(TEXT SECTION)
On the first weekend of our 200-hour yoga teacher training program, we always ask for a show of hands of how many would like to teach after completing the training. It’s usually about 50% of the room. Many sign up for teacher training to deepen their practice and increase their knowledge of yoga (and of themselves!). The idea of teaching either hasn’t occurred to them as something that’s possible, they think they could never stand in front of people and teach or they just aren’t interested in teaching. And all of that is fine!

6 Tips for New Yoga Instructors

The funny thing is that when we ask the same question again as we are wrapping training up, we usually see nearly every hand in the room raised with many who have already lined up teaching gigs. Through the experience of teacher training where they connect to the practice on a whole new level, partnered with learning to stand in front of others and be seen and heard, we find trainees wanting to go out and share yoga with as many people as possible.

The cool thing is that everyone is called to serve in a different way and everyone who wants to teach, finds an opportunity to teach. You have to look beyond the studio where you practice or do teacher training and be open to the abundant opportunities there are for bringing yoga to people of all populations in your community. Past trainees have taught in corporate offices, in schools, in women’s shelters, at gyms, in kid’s programs, at country clubs, at summer camps, at senior centers, in their homes to their neighbors, to athletic teams, private sessions and more. There are so many ways to serve through yoga!

Inevitably, when you first start out teaching you feel equal parts over the moon excited and like you’re going to pass out from anxiety. It takes time and repetition of being in front of others and leading classes to settle into your groove and find your teaching voice and personality. That being said, there are some basic things you can do off the bat to improve your classroom experience and I’m sharing six of my top tips with you today.

6 Tips for New Yoga Instructors

1) Don’t talk like a yoga teacher.

The first thing that happens when most new teachers start teaching is that they sound nothing like themselves. They suddenly morph into this Glinda the Good Witch/Fairy that talks nothing like they do in real life. The tone of their voice gets softer, all of their sentences end on an up note (kind of like they’re asking a question and not giving a command) and they sound like a bad yoga video from the 90s.

Talk like yourself. Use varying tones of voice. Project. And be a human in the room with your students! They will relate to this so much more and your voice has so much power to connect students to your class.

Hands down, the most common feedback we give in teacher training and to new teachers is “stop talking like a yoga teacher” and “be louder.” A very eye-opening exercise for this is to record yourself teaching. Audio playback doesn’t lie! You’ll most likely think to yourself, “I had no idea I sounded like that!”

6 Tips for New Yoga Instructors

2) Music creates experience.

(RECORD EXTRACTS)
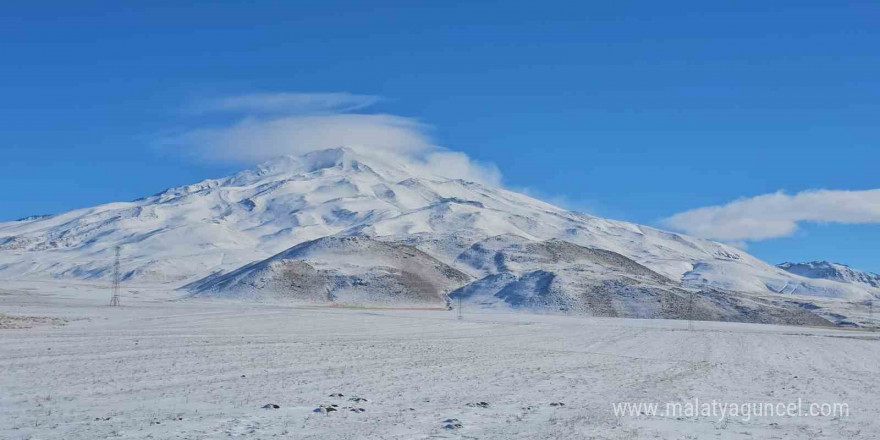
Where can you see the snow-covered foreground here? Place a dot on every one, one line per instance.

...

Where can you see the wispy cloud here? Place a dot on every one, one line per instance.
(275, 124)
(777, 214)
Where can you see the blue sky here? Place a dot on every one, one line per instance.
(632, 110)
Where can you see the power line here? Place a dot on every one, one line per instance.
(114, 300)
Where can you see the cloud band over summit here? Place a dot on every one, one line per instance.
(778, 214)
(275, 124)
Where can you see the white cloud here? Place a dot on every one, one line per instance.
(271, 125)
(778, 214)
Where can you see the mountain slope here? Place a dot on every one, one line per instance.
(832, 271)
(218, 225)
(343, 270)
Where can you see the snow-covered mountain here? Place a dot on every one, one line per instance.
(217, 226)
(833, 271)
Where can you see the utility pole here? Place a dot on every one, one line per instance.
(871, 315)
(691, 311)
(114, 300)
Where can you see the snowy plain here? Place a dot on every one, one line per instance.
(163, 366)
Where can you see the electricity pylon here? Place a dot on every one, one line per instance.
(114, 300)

(TASKS TO COMPLETE)
1/ Which four commands to new teachers appear in the paragraph of the yoga teaching tips that begins "Talk like yourself"?
2/ Could you reproduce the yoga teaching tips word for word, from "Inevitably, when you" to "a yoga teacher."?
3/ Can you pick up the yoga teaching tips where they stop and write on from there?

(THE ANSWERS)
1/
1. Talk like yourself.
2. Use varying tones of voice.
3. Project.
4. Be a human in the room with your students.

2/
Inevitably, when you first start out teaching you feel equal parts over the moon excited and like you’re going to pass out from anxiety. It takes time and repetition of being in front of others and leading classes to settle into your groove and find your teaching voice and personality. That being said, there are some basic things you can do off the bat to improve your classroom experience and I’m sharing six of my top tips with you today.

6 Tips for New Yoga Instructors

1) Don’t talk like a yoga teacher.

3/
Music along with voice are two of the best things you have to create a dynamic class experience. But two things tend to happen with music and new teachers. 1) They don’t play it loud enough or 2) they play yoga music for the whole class.

Regarding the volume, you want your music loud enough that it doesn’t seem like background music. When it’s background music, it’s weird and can make the energy in the room seem low. Turn the music up to a good level and project your voice!

Regarding the playlist selection, your music should create a journey through class. It should start slow, build as your class builds and then wind back down as you move into floor postures and final rest. When you play Krishna Das for the entire class it keeps the energy pretty flat. Don’t get me wrong, I love some Krishna Das but I save it for the floor. I have always played current music in my classes and quite a bit “non-traditional” yoga music but I get consistent feedback from my students that it’s one of their favorite things about class.

You can follow me on Spotify for ideas and examples. I have hundreds of playlists that are public.

Note: of course you want to keep in mind the class format you’re teaching. If you’re teaching a deep stretch or a slow-flow, your music should align to the flow of the class. 

6 Tips for New Yoga Instructors

3) Keep it simple.

Keep your sequencing simple and basic. You know that whole “KISS” acronym? Keep it simple, stupid? It’s TRUE! It WORKS! You do not need to impress your students with your advanced sequencing or theme classes around pivotal postures. Your students just want to get in the basic poses in that they know and love, stretch, sweat a little and feel better. If you theme your whole class around opening the shoulder girdle, what happens to the student who came in with really tight hips from running? They will leave unsatisfied.

It’s also super important for you to get comfortable teaching and cuing the basic postures and to learn to teach without holding a sheet of paper as a reference. Seriously, the sooner you can teach without visual aids, the better. It will allow you to be so much more present in your classes.

6 Tips for New Yoga Instructors

4) Teach as much as possible.

The best way to become a better teacher is to teach. As much as possible. Seek out opportunities to practice teach on family, friends and co-workers. Look for unconventional teaching opportunities like I listed above. Sub a ton of classes.

It’s kind of like how you don’t really learn how to do your professional job sitting in a classroom at college. You learn mostly from on-the-job, real life training. The same applies with yoga.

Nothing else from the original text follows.